● **TEXT EXCERPT**:
....................
|Chorus vs. Centaur||bsdc|
Dec 12, 2002 5:28 AM
|Is there any real diference between Chorus and Centaur other than a few grams and level of polish? I've got a few grams I could lose and I'm not too polished myself, but I don't want to have anything that doesn't have quick crisp shifting.|
|re: Chorus vs. Centaur||GileyD|
Dec 12, 2002 5:32 AM
|I have Centaur 10 and can't knock it for the money.
Centaur if you want value for money.
Chorus if you are putting it on a high end frame that deserves it, or if you follow the logic that says if you spend more at the outset you will spend less in future on upgrades.
Want -v- Need. Want usually wins with me!!!!!
|there are differences...||C-40|
Dec 12, 2002 5:36 AM
|The Chorus ergo levers have ball bearings where the Centaur levers have bushings.
The Centaur crank uses a cheap bottom bracket with a 111mm spindle length that is not compatible with the higher quality Chorus or Record 102mm spindle bottom brackets.
Chorus will function identically to Record. It's just a little heavier. Chorus is the best value in the Campy line.
Dec 12, 2002 7:18 AM
|I put Centaur 10 speed on my bike except I used the Chorus crank and BB.
A great value group and a savings of $300-$400 over Chorus.
|not that much cheaper...||C-40|
Dec 12, 2002 9:45 AM
|The difference in price between Centaur and Chorus runs between $185-$270. If you substitute a Chorus crank and bottom bracket, the difference should drop by another $60-$80.|
|re: Chorus vs. Centaur||Leroy|
Dec 12, 2002 6:05 AM
|For the $ you cannot go wrong with centaur. Chorus will feel 'smoother' when you shift; centaur will give you a crisper click feel when you shift - at least mine feel like that. There's not a thing wrong with the ac-h bottom bracket used for centaur. That it's cheap is a plus in my book. I'm not talented enough to be able to tell the difference: my chorus bike has a phil wood bb and my centaur, has an ac-h. Even the hubs are comparable.|
Dec 12, 2002 6:05 AM
|I think this year there is still a differnce in the brakes - someone shouted on this a few weeks back. Single v double pivot was it?|
Dec 12, 2002 6:11 AM
|That's right. The chorus rear brake is a single pivot like record. The thinking is the weight savings is ok because the front does more of the work. They look good but I really like double pivots on both wheels. It feels better to me. Although I probably need to sand down my brake pads on the chorus brakes. Centaur front and rear brakes are the same design.|
Dec 12, 2002 10:10 AM
|I believe the thinking about single pivot in back (Record & Chorus) is that the increased stopping power of double pivot provides almost no discernible increase in stopping power.
Essentially, beyond a certain point, rear brakes do not provide increased stopping efficiency no matter how hard you squeeze the pads against the rims. All the extra power in a rear double pivot brake does is take brake rubber off the pad.
With a Centaur bike & a Chorus bike, I notice no difference in the rear braking.
....................
● **ENTRIES SUPPLIED**:
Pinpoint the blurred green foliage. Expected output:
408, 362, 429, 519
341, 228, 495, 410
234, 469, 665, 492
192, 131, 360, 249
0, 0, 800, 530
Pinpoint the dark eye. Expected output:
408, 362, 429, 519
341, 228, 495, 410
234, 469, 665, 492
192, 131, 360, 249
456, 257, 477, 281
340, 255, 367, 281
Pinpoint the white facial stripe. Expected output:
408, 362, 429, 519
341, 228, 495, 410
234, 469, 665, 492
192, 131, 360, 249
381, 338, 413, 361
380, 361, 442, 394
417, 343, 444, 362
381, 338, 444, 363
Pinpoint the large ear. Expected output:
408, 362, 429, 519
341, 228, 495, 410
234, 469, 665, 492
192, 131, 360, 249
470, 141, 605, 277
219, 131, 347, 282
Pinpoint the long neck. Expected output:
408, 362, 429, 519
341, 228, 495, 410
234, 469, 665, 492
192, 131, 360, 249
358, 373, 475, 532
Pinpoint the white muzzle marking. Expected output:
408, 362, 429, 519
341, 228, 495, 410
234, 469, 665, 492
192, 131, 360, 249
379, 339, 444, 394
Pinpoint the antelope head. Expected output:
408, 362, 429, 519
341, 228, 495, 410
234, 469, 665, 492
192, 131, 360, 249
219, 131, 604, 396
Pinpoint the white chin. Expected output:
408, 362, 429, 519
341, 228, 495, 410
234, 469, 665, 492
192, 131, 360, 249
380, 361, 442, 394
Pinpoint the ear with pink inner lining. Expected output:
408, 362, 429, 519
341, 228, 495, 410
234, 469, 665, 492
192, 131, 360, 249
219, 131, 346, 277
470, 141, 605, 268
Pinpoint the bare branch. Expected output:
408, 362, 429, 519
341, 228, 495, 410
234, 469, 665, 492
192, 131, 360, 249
....................
● **PROBLEMS TO SOLVE**:
a. Copy the Chorus vs. Centaur thread word for word, starting with "Chorus if you" and going on through "crank and BB.".
b. Quote the lines of the entries exactly, starting with the line with "Pinpoint the bare" and going on through the final line of the entries.

● **PER-TASK ANSWERS**:
a.
Chorus if you are putting it on a high end frame that deserves it, or if you follow the logic that says if you spend more at the outset you will spend less in future on upgrades.
Want -v- Need. Want usually wins with me!!!!!
|there are differences...||C-40|
Dec 12, 2002 5:36 AM
|The Chorus ergo levers have ball bearings where the Centaur levers have bushings.
The Centaur crank uses a cheap bottom bracket with a 111mm spindle length that is not compatible with the higher quality Chorus or Record 102mm spindle bottom brackets.
Chorus will function identically to Record. It's just a little heavier. Chorus is the best value in the Campy line.
Dec 12, 2002 7:18 AM
|I put Centaur 10 speed on my bike except I used the Chorus crank and BB.

b.
Pinpoint the bare branch. Expected output:
408, 362, 429, 519
341, 228, 495, 410
234, 469, 665, 492
192, 131, 360, 249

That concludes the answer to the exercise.